One might accept all this, and
respond that law schools actually already do give students the experiential
learning they need, by means other than course work. It might even be
contended, as one blog commenter suggested, that two summer jobs are “not
dissimilar” to medical school clinical rotations. I certainly don’t deny that
summer jobs can be very valuable. In fact, data from the After the J.D. study, as examined by Rebecca Sandefur and Jeff
Selbin in The Clinic Effect, 16
Clinical L. Rev. 57, 85 (2009), suggest that new lawyers viewed summer work as
the single most useful experience of their law school years in preparing them
for practice, with school-year legal employment coming second. It is not
surprising that students find legal work a valuable training ground for future
legal work – wouldn’t it be odd if they didn’t? – but isolated summer jobs, as
valuable as they are, are not school. Nor do they compare to medical school
clinical rotation, which is not only part of the medical school educational
program but a very extensive and intensive part. (A program like
Northeastern’s, in which four different work experiences are deliberately made
an integral part of the students’ overall law school experience, might well be
another matter – but that goes to the question of how to define eligible
practice training experiences, not to the basic need for significant practice
training before graduation.)
One might accept this point too, yet
respond that the choice of what courses to take should belong to the students
themselves. Certainly choice is important. But we teach in law schools, and
it’s built in from the start in our schools that most of the courses students
take must be law courses – rather than, say, political science or humanities.
________
TASK TO COMPLETE. Using the passage on practice training in law school, please explain why summer jobs do not compare to medical school clinical rotations. Answer in one to three sentences.

PROVIDED RECORDS.
________
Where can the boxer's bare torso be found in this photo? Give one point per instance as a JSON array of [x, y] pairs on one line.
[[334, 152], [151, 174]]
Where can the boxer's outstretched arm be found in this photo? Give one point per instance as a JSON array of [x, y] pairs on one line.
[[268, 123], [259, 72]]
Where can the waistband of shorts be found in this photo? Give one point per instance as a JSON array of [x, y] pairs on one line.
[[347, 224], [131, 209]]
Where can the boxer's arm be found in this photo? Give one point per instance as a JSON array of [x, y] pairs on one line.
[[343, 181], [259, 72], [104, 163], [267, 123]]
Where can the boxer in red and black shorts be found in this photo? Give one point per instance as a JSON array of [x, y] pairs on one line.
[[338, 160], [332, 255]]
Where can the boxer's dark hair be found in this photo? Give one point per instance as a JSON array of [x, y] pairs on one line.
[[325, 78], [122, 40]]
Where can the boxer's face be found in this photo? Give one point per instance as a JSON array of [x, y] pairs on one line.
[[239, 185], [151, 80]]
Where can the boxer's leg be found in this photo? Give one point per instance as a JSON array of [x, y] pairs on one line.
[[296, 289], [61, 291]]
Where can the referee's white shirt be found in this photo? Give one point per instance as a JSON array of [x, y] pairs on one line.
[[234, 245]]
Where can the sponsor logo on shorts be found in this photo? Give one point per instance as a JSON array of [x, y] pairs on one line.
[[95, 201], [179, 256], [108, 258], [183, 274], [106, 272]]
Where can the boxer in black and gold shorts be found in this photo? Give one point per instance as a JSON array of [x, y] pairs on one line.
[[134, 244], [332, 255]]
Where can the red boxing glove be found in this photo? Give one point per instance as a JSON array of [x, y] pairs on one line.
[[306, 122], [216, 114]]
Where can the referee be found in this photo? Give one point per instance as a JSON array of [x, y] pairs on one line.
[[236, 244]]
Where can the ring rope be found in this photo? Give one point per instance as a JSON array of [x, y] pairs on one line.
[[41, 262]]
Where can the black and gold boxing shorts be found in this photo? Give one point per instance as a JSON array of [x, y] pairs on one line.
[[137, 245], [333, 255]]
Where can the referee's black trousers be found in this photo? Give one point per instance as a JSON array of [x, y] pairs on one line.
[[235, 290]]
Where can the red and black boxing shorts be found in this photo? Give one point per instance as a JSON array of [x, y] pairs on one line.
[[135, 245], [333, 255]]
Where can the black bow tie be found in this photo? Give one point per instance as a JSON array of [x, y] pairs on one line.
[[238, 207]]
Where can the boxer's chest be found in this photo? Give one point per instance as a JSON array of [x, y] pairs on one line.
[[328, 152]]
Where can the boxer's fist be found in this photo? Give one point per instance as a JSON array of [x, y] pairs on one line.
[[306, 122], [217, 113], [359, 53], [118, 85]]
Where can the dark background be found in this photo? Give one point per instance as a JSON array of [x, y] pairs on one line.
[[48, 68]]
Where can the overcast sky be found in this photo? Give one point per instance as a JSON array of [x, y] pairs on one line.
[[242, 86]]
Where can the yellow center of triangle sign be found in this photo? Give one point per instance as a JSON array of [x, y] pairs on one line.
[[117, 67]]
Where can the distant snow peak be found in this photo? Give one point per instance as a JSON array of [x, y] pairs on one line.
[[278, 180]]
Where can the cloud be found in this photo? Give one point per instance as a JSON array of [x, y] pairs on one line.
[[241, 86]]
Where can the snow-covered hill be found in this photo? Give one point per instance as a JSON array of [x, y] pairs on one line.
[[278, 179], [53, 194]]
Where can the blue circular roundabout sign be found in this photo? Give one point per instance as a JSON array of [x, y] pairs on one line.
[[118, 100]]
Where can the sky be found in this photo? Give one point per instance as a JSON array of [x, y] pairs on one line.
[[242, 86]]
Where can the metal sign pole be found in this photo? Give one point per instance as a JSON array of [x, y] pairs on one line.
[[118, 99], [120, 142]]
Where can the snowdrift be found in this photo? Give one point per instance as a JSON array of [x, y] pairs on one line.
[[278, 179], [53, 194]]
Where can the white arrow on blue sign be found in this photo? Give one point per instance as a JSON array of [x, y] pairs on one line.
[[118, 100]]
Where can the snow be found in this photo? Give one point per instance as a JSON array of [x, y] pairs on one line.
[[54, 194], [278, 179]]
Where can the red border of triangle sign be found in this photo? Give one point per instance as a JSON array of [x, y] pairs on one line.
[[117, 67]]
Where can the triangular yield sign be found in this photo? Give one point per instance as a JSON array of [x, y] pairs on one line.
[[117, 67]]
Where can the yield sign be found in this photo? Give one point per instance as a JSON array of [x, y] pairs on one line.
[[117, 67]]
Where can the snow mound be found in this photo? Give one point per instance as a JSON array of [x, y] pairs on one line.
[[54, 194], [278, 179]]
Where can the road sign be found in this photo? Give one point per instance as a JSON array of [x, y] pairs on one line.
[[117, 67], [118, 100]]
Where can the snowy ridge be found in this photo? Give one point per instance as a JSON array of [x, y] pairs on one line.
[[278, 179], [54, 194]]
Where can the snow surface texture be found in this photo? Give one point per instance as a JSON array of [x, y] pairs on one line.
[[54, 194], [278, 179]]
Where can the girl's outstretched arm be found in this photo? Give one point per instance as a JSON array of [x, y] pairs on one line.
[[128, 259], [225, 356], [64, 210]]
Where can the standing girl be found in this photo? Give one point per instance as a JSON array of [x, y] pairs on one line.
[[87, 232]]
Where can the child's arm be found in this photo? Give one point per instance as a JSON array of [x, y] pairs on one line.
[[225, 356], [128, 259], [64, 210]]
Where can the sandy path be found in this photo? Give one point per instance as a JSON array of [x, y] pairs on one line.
________
SOLUTION TO THIS PROBLEM. Summer jobs are isolated and are not school. A medical school clinical rotation, by contrast, is part of the medical school's educational program, and a very extensive and intensive part of it.